> [Records from a dataset]
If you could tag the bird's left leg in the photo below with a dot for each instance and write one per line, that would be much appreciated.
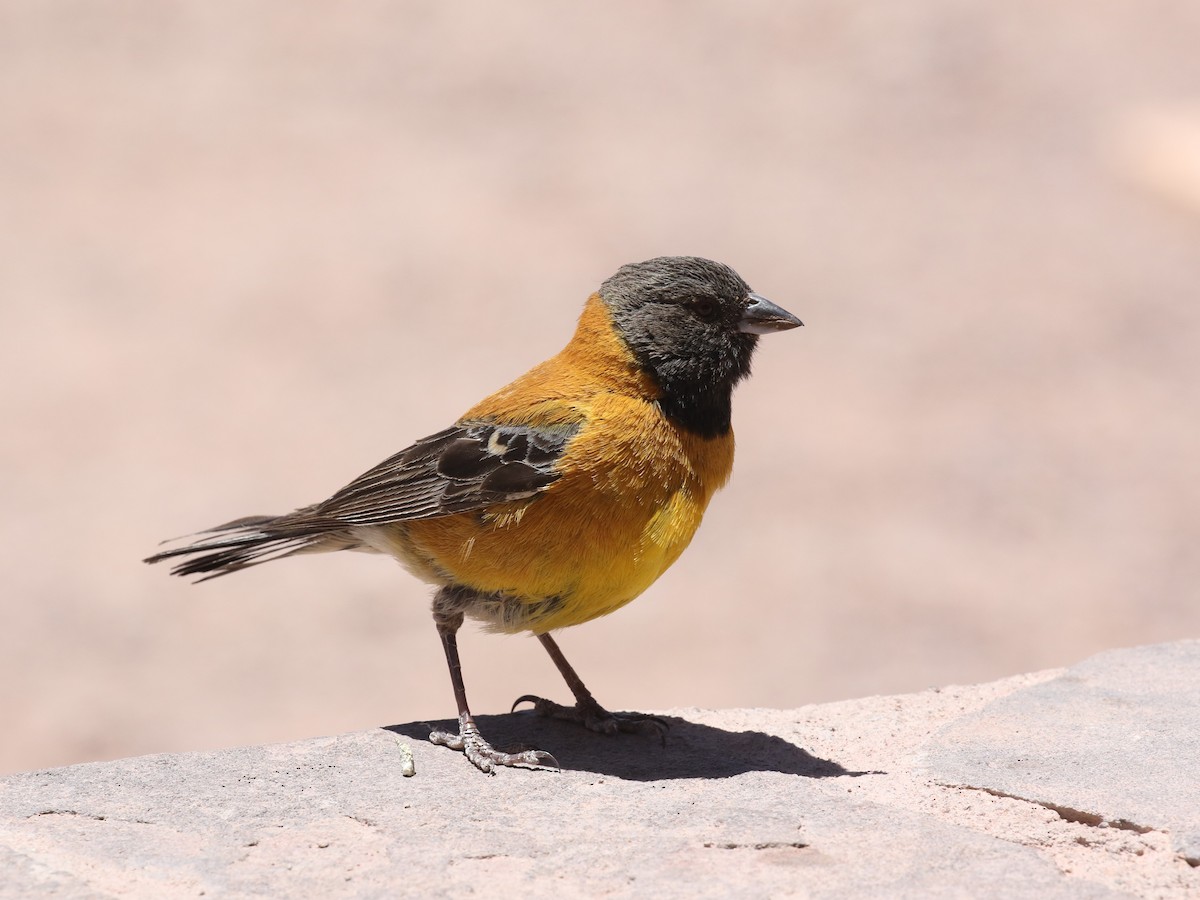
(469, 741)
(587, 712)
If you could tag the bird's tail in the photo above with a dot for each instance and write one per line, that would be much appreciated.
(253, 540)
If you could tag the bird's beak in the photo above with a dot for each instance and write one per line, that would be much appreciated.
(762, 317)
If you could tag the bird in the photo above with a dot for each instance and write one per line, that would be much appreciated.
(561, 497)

> [Task prompt]
Write out exactly the lines that run from the one containing "If you could tag the bird's beak" to the end of the records, both end lines included.

> [Task answer]
If you could tag the bird's beak in the photo above with a dot for each instance and write one per line, that would be much appreciated.
(762, 317)
If you could tag the bird in the photo above with a dot for each instance and write one per line, that would be much appreciated.
(561, 497)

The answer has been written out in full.